INSTRUCTIONS TO FOLLOW
Take the entries that follow and return exactly the lines from the one holding "heart, that would be wonderful." through the one holding "Target: wooden sign", both included. Nothing else is needed.

TASK INPUT
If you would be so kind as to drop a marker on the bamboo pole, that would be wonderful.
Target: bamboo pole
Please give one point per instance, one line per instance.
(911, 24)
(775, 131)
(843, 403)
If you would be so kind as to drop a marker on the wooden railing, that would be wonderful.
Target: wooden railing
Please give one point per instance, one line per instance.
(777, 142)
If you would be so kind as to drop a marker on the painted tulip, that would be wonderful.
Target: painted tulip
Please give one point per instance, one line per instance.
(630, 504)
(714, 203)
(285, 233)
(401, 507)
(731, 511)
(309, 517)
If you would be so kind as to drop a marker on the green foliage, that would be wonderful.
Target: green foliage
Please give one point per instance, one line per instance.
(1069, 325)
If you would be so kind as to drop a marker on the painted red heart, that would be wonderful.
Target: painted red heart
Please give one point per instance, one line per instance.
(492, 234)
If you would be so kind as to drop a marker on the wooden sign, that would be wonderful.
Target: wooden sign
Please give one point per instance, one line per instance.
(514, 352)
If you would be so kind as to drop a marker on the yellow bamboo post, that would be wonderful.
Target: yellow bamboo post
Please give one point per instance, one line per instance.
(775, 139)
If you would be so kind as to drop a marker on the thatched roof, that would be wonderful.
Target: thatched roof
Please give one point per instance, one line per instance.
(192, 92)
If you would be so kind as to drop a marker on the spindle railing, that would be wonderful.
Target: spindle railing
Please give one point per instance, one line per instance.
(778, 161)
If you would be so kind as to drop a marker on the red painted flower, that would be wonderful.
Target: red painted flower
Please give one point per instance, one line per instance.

ANSWER TO THIS TASK
If you would be so kind as to drop a marker on the painted red heart, that would be wonderful.
Target: painted red heart
Please give one point per instance, one line per instance.
(492, 234)
If you would be so kind as to drop a marker on the wooden sign, that would be wonderful.
Target: wooden sign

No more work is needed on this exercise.